AUFGABENSTELLUNG: Schreibe den Seitenauszug über die Bedenken der Wettbewerbshüter gegen das einheitliche Entgelt der Bankenverbände vollständig und unverändert ab.

Mangel Nummer eins ist aus Sicht der Wettbewerbshüter wie nicht anders zu erwarten das einheitliche, von den Bankenverbänden gemeinsam festgesetzte Entgelt, das mit wettbewerblichen Marktverhältnissen nichts zu tun habe. Die Bankenverbände hätten zwar bereits mit individuellen Verhandlungen begonnen, dieser Prozess müsse aber auch strukturell und auf Dauer abgesichert werden.

Warum jetzt?

An dieser Stelle kann man sich über die Verlautbarung der Wettbewerbsbehörde eigentlich nur wundern: Warum kommt die Formulierung der Bedenken ausgerechnet jetzt, wo "ec-cash 2.0" mit der neuen Verhandlungswelt nicht nur in Gang gekommen ist, sondern mit den neuen, erst seit Jahresbeginn gültigen Girocard-Händlerbedingungen auch in ein Regelwerk gegossen wurde, die Voraussetzungen für eine strukturelle Absicherung also durchaus gegeben sind?

BEREITGESTELLTE ANGABEN:
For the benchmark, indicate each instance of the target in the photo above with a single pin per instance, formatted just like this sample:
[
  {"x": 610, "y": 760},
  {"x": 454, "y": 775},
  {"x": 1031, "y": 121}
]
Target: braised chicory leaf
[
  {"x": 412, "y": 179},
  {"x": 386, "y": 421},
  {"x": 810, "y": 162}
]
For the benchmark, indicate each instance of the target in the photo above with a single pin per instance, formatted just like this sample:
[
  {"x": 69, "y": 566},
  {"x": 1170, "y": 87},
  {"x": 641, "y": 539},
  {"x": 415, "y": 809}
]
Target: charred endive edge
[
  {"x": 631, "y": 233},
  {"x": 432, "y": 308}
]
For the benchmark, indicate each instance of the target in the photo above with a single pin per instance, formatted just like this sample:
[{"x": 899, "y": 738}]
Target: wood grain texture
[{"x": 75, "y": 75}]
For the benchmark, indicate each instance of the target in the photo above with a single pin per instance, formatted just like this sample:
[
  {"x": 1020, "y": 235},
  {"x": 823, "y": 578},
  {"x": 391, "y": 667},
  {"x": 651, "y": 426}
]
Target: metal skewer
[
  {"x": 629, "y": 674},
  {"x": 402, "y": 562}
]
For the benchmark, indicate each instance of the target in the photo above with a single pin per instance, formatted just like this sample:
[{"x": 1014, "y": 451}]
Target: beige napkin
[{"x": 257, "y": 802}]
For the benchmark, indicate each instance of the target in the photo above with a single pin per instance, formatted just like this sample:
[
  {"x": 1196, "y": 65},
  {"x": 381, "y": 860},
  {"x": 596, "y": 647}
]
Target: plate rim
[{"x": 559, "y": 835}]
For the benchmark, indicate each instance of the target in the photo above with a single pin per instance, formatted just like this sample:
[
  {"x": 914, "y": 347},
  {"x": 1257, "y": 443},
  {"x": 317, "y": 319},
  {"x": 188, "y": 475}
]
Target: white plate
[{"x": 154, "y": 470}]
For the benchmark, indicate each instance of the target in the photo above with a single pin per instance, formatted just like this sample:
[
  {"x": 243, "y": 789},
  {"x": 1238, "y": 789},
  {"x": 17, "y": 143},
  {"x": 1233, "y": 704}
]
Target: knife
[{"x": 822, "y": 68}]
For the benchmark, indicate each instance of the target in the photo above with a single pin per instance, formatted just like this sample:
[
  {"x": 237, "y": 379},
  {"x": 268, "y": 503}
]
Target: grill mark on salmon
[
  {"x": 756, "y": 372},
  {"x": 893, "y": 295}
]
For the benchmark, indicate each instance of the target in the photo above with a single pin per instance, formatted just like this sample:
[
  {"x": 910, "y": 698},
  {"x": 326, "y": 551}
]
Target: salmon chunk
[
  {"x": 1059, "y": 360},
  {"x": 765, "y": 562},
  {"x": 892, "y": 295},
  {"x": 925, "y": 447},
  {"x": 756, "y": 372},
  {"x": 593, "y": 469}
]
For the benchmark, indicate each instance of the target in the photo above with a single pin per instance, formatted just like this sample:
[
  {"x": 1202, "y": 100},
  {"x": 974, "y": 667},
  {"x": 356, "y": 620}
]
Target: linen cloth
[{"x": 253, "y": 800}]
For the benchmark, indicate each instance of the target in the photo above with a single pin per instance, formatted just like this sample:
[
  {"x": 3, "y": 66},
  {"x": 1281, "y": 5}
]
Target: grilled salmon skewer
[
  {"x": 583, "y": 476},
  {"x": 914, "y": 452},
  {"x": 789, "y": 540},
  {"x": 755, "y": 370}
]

ERGEBNIS:
Mangel Nummer eins ist aus Sicht der Wettbewerbshüter wie nicht anders zu erwarten das einheitliche, von den Bankenverbänden gemeinsam festgesetzte Entgelt, das mit wettbewerblichen Marktverhältnissen nichts zu tun habe. Die Bankenverbände hätten zwar bereits mit individuellen Verhandlungen begonnen, dieser Prozess müsse aber auch strukturell und auf Dauer abgesichert werden.

Warum jetzt?

An dieser Stelle kann man sich über die Verlautbarung der Wettbewerbsbehörde eigentlich nur wundern: Warum kommt die Formulierung der Bedenken ausgerechnet jetzt, wo "ec-cash 2.0" mit der neuen Verhandlungswelt nicht nur in Gang gekommen ist, sondern mit den neuen, erst seit Jahresbeginn gültigen Girocard-Händlerbedingungen auch in ein Regelwerk gegossen wurde, die Voraussetzungen für eine strukturelle Absicherung also durchaus gegeben sind?